> [Activity] Each line below from the one containing "Target: roadside bush" through the one containing "Target: green shrub" is to be given again exactly, and no line outside that span.

> [Available records]
--- START ---

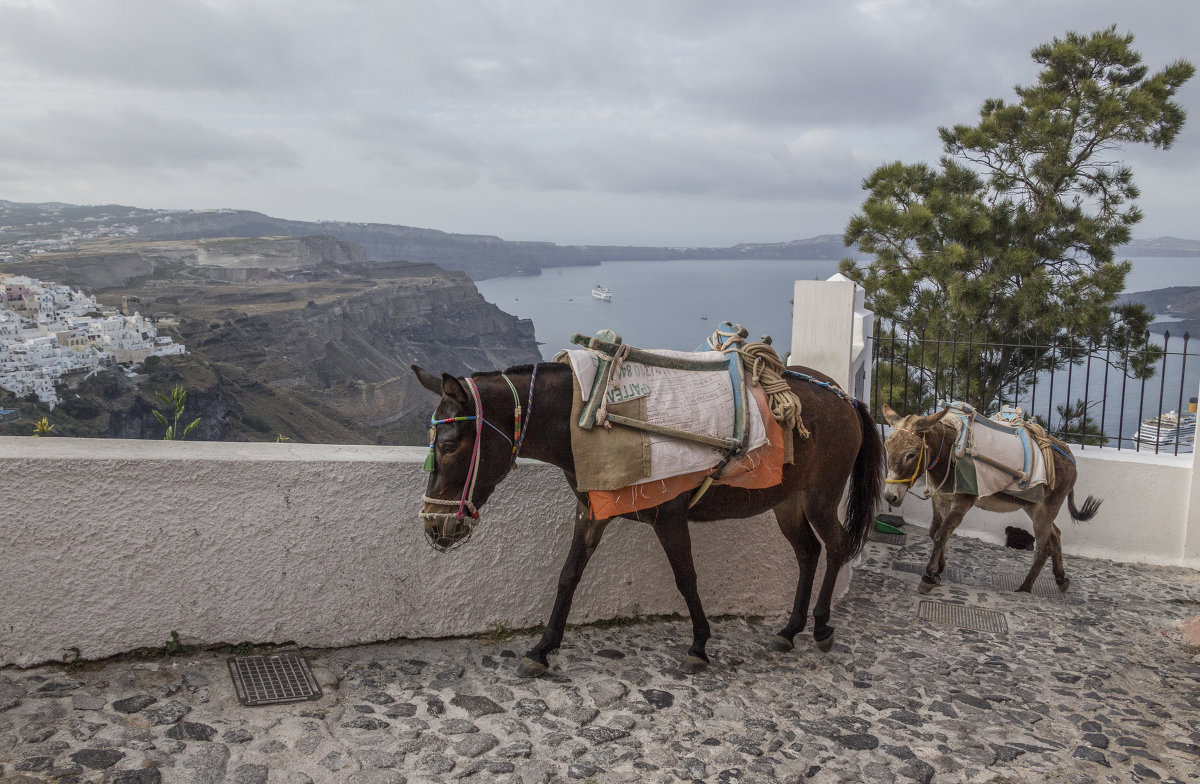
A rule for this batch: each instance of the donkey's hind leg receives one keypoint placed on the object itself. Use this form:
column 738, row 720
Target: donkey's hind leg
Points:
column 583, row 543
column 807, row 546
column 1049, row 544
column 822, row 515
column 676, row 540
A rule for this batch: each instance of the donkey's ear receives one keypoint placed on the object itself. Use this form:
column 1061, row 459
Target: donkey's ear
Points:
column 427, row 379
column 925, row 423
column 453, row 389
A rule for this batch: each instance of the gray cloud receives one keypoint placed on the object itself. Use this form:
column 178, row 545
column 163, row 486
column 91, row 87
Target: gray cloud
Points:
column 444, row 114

--- END ---
--- START ---

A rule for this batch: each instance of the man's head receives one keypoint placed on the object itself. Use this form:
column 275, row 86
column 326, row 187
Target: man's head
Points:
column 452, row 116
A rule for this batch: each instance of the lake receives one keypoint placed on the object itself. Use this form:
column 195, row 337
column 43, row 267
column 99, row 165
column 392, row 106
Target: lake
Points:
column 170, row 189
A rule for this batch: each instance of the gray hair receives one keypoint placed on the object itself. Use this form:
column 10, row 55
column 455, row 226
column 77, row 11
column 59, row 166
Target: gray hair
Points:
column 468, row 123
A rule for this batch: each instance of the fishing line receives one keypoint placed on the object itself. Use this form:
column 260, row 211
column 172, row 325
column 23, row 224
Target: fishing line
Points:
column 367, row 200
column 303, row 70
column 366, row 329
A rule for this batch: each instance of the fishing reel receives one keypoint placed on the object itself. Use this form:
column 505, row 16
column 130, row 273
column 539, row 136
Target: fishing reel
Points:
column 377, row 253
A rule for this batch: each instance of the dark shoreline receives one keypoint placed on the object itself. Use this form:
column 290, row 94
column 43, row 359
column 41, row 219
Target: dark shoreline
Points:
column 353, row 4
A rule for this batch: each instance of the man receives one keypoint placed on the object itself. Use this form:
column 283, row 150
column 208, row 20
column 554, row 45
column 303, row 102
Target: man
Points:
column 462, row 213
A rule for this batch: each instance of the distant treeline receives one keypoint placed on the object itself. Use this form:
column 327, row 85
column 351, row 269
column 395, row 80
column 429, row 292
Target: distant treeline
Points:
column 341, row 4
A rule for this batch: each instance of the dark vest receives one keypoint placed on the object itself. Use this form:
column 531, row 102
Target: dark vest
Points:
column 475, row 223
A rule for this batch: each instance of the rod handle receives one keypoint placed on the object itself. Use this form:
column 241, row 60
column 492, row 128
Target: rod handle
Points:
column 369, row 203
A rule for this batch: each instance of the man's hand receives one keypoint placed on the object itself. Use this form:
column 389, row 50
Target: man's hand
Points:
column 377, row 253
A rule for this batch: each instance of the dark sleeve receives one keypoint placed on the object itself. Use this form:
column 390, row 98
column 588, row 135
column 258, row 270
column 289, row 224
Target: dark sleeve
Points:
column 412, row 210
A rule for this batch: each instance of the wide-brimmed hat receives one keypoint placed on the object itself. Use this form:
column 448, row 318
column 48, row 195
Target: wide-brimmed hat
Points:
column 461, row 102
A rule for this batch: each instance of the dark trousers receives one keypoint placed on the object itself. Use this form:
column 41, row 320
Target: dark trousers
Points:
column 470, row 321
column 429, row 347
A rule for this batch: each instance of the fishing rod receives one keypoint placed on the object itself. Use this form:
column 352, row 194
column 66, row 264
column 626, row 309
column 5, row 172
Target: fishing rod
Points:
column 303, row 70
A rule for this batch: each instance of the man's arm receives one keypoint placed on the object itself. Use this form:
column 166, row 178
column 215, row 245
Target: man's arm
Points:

--- END ---
--- START ---

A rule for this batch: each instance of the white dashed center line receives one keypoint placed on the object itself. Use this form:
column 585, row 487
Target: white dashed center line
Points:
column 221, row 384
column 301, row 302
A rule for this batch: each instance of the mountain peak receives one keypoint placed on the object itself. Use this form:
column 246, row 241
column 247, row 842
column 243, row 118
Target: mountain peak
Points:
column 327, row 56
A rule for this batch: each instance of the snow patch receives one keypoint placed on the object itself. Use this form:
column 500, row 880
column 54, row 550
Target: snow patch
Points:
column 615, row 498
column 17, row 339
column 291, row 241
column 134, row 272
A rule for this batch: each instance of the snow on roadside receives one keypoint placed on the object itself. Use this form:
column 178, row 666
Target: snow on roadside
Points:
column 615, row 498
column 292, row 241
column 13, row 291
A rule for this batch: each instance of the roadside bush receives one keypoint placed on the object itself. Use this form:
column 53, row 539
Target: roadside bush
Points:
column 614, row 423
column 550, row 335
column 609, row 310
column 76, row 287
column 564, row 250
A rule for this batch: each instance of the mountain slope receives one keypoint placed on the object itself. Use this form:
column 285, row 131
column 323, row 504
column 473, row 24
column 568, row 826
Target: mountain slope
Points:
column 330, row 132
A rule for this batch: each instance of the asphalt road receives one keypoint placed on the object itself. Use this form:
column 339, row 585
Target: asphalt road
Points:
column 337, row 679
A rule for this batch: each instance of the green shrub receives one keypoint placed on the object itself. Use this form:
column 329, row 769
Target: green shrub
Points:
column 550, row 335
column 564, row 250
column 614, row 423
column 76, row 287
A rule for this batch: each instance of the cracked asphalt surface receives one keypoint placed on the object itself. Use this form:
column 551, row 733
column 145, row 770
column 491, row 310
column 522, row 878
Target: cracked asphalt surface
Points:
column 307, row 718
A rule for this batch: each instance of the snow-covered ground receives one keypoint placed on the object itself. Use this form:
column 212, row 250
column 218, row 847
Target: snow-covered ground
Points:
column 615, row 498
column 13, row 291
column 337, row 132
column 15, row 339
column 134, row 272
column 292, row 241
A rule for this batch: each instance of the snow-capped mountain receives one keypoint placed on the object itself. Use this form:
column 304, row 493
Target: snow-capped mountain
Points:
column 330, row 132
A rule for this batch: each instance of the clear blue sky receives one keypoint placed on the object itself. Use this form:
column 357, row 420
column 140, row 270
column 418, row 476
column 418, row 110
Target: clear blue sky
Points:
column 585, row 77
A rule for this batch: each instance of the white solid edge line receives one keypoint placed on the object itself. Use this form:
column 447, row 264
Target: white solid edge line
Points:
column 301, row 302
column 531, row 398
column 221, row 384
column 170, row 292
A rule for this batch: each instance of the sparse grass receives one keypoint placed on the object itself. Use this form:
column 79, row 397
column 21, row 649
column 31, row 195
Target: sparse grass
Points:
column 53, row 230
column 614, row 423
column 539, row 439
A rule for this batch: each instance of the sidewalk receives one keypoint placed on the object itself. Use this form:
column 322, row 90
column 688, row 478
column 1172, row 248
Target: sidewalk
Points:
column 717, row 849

--- END ---

> [Reply to the task]
Target: roadside bush
Points:
column 614, row 423
column 550, row 335
column 609, row 310
column 76, row 287
column 564, row 250
A rule for this batch: each instance of the mountain slope receives one keypoint placed on the object itself. Use this form:
column 285, row 131
column 323, row 504
column 473, row 24
column 568, row 826
Target: mountain slope
Points:
column 330, row 132
A rule for this batch: each instance of the asphalt road receives one keypoint placed on the object itself. Use this form:
column 339, row 585
Target: asphalt road
Points:
column 337, row 679
A rule for this batch: each instance of the green shrub receives one keypoint placed on the object itself. Use this form:
column 329, row 769
Target: green shrub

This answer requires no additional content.